[Exercise passage]:
*-*-*

THIS MUST be close to mission impossible: choosing a team from the best cricketers the world has ever seen. GEOFF POULTER has taken up the challenge and then selected a team to take them on:
AT the height of a gripping Ashes series, it is topical to select the best World XI of all time. The best team in 140 years of Test cricket. The key to evaluating players is to recognise the dividing line provided by the introduction of covered wickets in the early 1950s. Before that you can assume batting, generally, was more difficult. And it became harder for bowlers after the cut-off point.
England invented the game so it would be strange for the Old Dart to miss out on getting a member in the side. Jack Hobbs is the sole Englishman. A prolific run-scoring opening batsman, he was also scoring heavily well into his 40s.
His opening partner would be Victor Trumper. Don Bradman saw him as an inspiration and rated him the greatest. Neville Cardus wrote: “Trumper was the bird in flight; Bradman the modern aeroplane.”
Bradman is the obvious No 3. His record is exemplary with a Test average about 40 higher than the next on the all-time list. That means the first three are all virtually from pre-WW2 era. The remainder from much later.
At No 4 is Garfield Sobers. Sometimes he preferred batting lower, but he is second in sheer class to only Bradman. Sobers is also your fifth bowler. And sixth, and seventh!
Viv Richards and Sachin Tendulkar complete the top six. Richards’ explosiveness and Tendulkar’s record speak for themselves. Adam Gilchrist is the world XI wicketkeeper. Don Tallon and Alan Knott may have been better glove exponents but Gilchrist’s Test batting average (47.5) is too great to ignore.
Wasim Akram is at No 8. He is universally regarded as the best left-arm fast bowler of all. No 9 had to be a West Indian fast bowler and it’s Malcolm Marshall. But it could easily have been Andy Roberts, Michael Holding, Curtly Ambrose or Joel Garner.
Numbers 10 and 11 just had to be the best Australian bowlers of all time. Shane Warne and Dennis Lillee had tremendous records and could somehow find a way through when the Aussies desperately needed a wicket.

*-*-*

[Available data]:
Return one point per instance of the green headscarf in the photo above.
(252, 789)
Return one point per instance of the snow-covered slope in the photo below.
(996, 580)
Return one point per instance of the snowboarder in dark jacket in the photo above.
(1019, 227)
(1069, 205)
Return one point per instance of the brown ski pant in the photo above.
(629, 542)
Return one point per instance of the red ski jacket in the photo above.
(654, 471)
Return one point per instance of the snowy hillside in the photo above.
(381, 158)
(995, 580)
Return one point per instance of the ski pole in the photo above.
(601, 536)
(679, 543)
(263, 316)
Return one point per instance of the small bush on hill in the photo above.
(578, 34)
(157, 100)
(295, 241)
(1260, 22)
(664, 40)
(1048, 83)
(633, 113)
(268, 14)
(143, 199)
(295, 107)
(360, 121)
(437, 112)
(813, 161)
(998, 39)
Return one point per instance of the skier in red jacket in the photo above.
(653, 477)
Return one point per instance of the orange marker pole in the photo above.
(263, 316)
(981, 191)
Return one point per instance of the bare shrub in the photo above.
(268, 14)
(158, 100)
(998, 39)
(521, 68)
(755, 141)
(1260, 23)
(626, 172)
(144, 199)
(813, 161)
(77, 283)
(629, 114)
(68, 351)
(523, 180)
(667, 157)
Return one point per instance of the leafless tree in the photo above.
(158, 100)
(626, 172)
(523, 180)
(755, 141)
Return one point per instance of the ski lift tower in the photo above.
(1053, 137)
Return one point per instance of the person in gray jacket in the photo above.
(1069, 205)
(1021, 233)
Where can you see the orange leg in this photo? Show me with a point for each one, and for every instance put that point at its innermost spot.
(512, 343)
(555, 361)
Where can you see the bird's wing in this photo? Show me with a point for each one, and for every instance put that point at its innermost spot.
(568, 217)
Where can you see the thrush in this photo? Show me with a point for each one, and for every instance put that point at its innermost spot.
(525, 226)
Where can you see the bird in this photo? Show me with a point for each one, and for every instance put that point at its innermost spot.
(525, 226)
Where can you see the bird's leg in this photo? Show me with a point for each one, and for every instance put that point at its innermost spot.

*-*-*

[Exercise requirements]:
**1)** Answer these about the cricket article, one line each:
(a) Who is the only Englishman picked for the side?
(b) What Test batting average does it give for Adam Gilchrist?
(c) What change in the early 1950s does it call the dividing line for judging players?
**2)** Repeat word for word the part of the cricket article starting at "At No 4 is Garfield" and ending at "or Joel Garner.".

[Responses by task]:
**1)**
(a) Jack Hobbs
(b) 47.5
(c) The introduction of covered wickets

**2)**
At No 4 is Garfield Sobers. Sometimes he preferred batting lower, but he is second in sheer class to only Bradman. Sobers is also your fifth bowler. And sixth, and seventh!
Viv Richards and Sachin Tendulkar complete the top six. Richards’ explosiveness and Tendulkar’s record speak for themselves. Adam Gilchrist is the world XI wicketkeeper. Don Tallon and Alan Knott may have been better glove exponents but Gilchrist’s Test batting average (47.5) is too great to ignore.
Wasim Akram is at No 8. He is universally regarded as the best left-arm fast bowler of all. No 9 had to be a West Indian fast bowler and it’s Malcolm Marshall. But it could easily have been Andy Roberts, Michael Holding, Curtly Ambrose or Joel Garner.